PROBLEM STATEMENT => Among the records below, find the lines that hold the word "wearing" and report how many there are, with no other words.

RECORD SET START

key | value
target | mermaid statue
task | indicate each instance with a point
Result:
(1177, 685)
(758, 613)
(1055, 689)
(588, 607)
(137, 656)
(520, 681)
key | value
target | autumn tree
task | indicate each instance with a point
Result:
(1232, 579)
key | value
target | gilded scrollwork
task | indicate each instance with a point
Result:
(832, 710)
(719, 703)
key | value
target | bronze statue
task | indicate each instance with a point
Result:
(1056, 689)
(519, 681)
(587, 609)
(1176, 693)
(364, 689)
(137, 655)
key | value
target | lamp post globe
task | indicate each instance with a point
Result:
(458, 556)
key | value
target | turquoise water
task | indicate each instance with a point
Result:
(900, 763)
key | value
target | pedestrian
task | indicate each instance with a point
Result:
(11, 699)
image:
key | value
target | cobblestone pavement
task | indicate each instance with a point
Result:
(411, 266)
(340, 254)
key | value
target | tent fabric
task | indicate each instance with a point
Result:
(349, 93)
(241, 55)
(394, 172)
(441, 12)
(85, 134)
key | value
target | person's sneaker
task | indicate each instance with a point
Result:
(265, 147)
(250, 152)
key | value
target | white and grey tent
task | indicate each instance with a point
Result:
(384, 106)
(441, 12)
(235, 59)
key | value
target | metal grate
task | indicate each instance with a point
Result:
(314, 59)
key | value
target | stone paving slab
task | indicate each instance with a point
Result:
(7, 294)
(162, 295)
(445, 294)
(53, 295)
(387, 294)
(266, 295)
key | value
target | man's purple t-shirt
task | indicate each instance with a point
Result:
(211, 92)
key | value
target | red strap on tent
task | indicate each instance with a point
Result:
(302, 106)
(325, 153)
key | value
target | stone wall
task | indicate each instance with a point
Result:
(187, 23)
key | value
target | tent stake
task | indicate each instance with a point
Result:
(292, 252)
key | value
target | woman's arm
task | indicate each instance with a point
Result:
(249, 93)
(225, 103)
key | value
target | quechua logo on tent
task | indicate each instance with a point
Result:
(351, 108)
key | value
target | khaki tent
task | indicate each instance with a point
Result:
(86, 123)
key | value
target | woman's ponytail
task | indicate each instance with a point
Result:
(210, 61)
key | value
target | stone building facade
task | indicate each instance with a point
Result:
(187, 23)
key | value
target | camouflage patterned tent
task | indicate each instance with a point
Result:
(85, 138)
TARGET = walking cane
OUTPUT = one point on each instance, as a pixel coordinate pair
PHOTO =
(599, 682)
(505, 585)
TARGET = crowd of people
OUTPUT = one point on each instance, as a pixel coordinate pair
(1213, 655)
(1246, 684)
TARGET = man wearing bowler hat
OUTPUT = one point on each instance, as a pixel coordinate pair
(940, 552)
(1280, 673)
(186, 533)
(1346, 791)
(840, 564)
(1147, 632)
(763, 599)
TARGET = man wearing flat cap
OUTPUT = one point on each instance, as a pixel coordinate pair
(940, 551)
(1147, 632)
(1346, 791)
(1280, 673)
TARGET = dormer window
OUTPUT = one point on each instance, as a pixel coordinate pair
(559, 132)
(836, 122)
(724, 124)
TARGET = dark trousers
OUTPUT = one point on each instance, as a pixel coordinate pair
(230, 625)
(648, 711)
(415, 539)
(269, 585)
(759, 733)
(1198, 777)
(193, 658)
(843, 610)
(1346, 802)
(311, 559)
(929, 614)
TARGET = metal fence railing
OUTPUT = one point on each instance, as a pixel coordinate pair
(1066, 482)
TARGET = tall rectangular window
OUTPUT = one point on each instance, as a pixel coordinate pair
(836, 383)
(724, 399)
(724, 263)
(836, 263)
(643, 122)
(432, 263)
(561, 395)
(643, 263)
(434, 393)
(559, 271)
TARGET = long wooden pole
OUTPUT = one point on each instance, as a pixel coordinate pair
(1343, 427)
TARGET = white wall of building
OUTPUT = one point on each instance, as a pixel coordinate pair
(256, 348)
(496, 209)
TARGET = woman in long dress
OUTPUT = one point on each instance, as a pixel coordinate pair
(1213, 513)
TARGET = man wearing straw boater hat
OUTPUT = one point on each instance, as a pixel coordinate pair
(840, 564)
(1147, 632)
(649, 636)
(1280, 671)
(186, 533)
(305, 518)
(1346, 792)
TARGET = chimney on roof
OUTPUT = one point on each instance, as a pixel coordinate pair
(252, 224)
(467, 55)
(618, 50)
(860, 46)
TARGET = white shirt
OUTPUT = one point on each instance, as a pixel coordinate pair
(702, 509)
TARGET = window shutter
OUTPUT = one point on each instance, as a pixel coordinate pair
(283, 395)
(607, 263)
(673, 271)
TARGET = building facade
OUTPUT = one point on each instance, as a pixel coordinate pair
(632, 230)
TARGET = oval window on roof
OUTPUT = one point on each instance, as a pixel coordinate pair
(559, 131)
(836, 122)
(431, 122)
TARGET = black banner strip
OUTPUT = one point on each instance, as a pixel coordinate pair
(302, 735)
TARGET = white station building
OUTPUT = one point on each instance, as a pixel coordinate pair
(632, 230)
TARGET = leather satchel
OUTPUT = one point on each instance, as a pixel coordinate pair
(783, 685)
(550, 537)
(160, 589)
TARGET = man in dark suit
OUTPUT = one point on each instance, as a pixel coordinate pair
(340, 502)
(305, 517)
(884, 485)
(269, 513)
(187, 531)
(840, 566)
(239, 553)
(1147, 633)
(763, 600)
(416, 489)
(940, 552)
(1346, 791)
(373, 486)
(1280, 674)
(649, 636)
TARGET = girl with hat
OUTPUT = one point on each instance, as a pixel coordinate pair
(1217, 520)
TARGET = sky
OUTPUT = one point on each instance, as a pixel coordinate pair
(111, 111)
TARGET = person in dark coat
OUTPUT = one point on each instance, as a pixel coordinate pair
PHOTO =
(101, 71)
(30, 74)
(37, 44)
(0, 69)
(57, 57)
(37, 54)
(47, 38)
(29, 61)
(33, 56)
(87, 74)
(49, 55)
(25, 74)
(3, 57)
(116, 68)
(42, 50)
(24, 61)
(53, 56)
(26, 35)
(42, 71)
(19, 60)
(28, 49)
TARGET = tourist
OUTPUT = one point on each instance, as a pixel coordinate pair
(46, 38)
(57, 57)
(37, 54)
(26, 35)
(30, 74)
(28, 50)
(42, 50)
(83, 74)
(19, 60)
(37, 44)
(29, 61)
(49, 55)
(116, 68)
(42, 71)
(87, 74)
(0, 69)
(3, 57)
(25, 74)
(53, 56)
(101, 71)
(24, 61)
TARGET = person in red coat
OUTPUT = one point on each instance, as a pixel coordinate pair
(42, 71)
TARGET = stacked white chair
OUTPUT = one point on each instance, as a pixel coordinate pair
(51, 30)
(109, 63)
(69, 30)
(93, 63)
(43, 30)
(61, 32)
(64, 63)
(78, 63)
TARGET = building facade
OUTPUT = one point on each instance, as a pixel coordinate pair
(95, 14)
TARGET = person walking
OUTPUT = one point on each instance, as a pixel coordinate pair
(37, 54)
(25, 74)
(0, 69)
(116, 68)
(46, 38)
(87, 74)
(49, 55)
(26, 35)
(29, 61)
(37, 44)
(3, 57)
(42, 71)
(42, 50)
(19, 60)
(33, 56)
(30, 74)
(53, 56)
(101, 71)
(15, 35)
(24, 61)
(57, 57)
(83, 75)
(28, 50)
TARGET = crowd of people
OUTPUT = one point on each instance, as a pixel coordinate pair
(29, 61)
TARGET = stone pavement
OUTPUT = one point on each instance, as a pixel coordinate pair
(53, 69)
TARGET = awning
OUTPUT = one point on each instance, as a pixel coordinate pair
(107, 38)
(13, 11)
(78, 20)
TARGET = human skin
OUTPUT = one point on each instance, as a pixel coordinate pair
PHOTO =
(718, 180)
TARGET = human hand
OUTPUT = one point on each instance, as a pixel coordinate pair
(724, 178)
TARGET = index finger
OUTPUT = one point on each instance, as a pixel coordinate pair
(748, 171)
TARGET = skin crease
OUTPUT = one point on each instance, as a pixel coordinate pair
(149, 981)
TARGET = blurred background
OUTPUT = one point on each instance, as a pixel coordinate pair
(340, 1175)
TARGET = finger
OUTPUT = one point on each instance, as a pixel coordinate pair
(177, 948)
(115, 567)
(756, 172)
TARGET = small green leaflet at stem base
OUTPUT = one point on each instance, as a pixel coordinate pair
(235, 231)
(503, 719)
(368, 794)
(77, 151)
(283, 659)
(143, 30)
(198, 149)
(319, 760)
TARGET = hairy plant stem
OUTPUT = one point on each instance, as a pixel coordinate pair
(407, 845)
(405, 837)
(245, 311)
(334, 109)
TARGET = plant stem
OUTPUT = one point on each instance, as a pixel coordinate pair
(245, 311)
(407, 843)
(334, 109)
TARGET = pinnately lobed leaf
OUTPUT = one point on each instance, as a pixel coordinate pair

RECORD SET END

SOLUTION => 3